REQUIREMENT A: According to the article on the stalled trade round, by what year did the EU agree that export subsidies should be phased out?
REQUIREMENT B: Continue the article on the stalled trade round, picking up after its final sentence.

# start of SELECTED TEXT

2006 - a missed opportunity for concluding the Round

Brussels, 21/12/2006 (Agence Europe) - There is already a taste of “déjà vu” hovering over the long-awaited meeting to be held between some thirty trade ministers, including G-6 negotiators (EU, United States, Brazil, India, Australia and Japan), on the sidelines of the World Economic Forum in Davos from 24 to 28 January 2007. Nearly one year ago, the same players were to be found in the Swiss ski resort to launch talks already well behind the initial schedule. They were to establish a roadmap for 2006, fixing the 30 April deadline for finalising arrangements (such as figures and other provisions) on agriculture and manufactured goods (NAMA = Non-Agricultural Market Access) for a comprehensive agreement which, it was thought very optimistically, could be sealed at the end of 2006. One year later, since their formal suspension in July as the G-6 failed to reach a compromise on agriculture, talks are to be relaunched. Also, as the Trade Promotion Authority is to expire at the end of June 2007, the negotiating brief allowing the US administration to negotiate trade agreements before they are submitted to vote in Congress without the latter being able to amend them, only increases the threat that the round of talks will be buried for another few years yet.

Although it only reached a last minute consensus on a few of the chapters of the Round, deferring an agreement on arrangements until 2006, the Ministerial Conference in Hong Kong in December 2005 had nonetheless given rise to considerable hope. Developing countries obtained a date for the end of export subsidies for farm products from rich countries and, painfully, a development package was agreed albeit below expectations. Under pressure from negotiating groups of the G-20 (emergent countries), G-33 (producer countries of special products) and G-90 (African Union, ACP and LDC), the EU had in fact agreed that export subsidies should be phased out by 2013 on condition that there be strict parallelism with disguised export subsidies practised by Australia, Canada and New Zealand (State-owned commercial farms) and the United States (export credits and food aid). Also, with great reticence, the United States and Japan had agreed, as all rich and emerging countries had done, to grant duty-free and quota-free access to their market for 97% of exports from all developing countries.

# end of SELECTED TEXT
# start of RECORDED INFORMATION

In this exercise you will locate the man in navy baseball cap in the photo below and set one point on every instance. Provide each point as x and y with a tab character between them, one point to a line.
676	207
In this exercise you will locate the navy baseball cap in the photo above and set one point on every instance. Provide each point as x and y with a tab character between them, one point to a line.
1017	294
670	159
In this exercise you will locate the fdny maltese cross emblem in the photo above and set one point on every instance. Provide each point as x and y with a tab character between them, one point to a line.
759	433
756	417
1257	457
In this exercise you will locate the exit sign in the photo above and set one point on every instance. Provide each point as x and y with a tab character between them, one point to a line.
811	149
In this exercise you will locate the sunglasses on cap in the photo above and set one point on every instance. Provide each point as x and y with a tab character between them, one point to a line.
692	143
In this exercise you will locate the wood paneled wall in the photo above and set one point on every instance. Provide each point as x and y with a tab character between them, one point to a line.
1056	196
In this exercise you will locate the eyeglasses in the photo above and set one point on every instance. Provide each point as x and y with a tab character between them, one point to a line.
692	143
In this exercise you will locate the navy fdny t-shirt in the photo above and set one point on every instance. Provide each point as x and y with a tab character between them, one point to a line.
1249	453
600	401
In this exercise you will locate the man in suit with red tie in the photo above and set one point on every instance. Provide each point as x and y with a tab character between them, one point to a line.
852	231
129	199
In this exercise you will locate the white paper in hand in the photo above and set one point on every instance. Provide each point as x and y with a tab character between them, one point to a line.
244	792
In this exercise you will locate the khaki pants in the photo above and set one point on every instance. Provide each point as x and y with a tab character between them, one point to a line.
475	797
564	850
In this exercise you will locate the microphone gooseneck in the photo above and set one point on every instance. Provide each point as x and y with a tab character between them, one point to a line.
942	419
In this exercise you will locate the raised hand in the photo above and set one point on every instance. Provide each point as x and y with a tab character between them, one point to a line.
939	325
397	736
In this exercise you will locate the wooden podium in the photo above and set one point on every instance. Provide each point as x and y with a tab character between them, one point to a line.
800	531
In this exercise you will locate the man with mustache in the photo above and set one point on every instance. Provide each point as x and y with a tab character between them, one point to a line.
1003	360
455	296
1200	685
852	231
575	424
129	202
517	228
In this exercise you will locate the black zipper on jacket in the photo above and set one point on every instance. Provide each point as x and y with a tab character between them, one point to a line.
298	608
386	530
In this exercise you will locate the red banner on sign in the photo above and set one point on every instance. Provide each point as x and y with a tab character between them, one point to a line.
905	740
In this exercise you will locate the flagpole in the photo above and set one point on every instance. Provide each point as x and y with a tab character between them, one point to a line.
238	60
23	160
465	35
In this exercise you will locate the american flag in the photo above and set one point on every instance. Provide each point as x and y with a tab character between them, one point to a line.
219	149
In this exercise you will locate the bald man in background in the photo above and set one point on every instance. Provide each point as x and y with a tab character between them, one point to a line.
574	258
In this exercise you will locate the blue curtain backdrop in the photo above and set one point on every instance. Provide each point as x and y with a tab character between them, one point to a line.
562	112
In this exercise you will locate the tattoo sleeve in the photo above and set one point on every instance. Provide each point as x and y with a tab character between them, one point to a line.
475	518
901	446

# end of RECORDED INFORMATION

EXPECTED OUTPUT A: By 2013.

EXPECTED OUTPUT B:
On the strength of these results, the 149 WTO members went back to work to swiftly conclude the following stage: - that of finding a compromise on arrangements for agriculture and NAMA, following negotiations on services, trade rules and trade facilitation in parallel. In Davos, in January 2006, the trade ministers gave themselves until 30 April to finalise the arrangements. The G-6 met in March in London but to no avail. On 24 April, the WTO General Council adjourned its ministerial meeting till July for validating the hoped-for compromise. In the meantime, the decision by Washington to replace its negotiator, Rob Portman, by his deputy, Susan Schwab, only darkened prospects that were already somewhat gloomy. Then came Peter Mandelson's announcement in May that the EU could come closer to the G-20 requirements by giving greater flexibility to its agricultural offer regarding market access, reawakening the hope that talks might possibly succeed in July. This hope was maintained in June despite the feeble content of the draft compromise on arrangements circulating in Geneva, when President Bush hinted that Washington could accept greater constraints on internal subsidies and moderate its demands regarding access to the agricultural market.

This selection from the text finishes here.